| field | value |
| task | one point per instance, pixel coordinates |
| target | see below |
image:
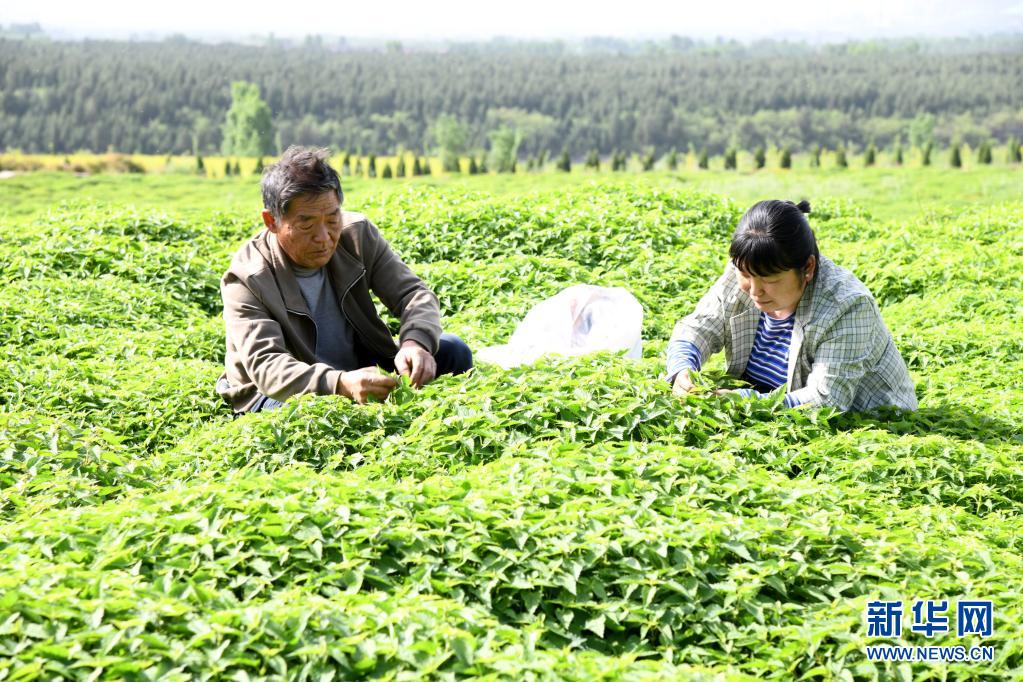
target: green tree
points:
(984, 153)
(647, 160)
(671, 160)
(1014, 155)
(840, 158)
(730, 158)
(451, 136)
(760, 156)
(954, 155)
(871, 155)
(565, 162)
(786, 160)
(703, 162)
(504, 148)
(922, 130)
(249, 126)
****
[EXERCISE PROMPT]
Return all of the lines above unchanged, but leave the picture out of your answer.

[OUTPUT FOR THIS TASK]
| field | value |
| task | one point per instance, pixel coordinates |
| target | see below |
image:
target: green tree
points:
(984, 153)
(647, 160)
(671, 160)
(1014, 155)
(840, 158)
(730, 158)
(451, 136)
(760, 156)
(954, 155)
(871, 155)
(565, 162)
(786, 160)
(703, 162)
(504, 148)
(922, 130)
(249, 126)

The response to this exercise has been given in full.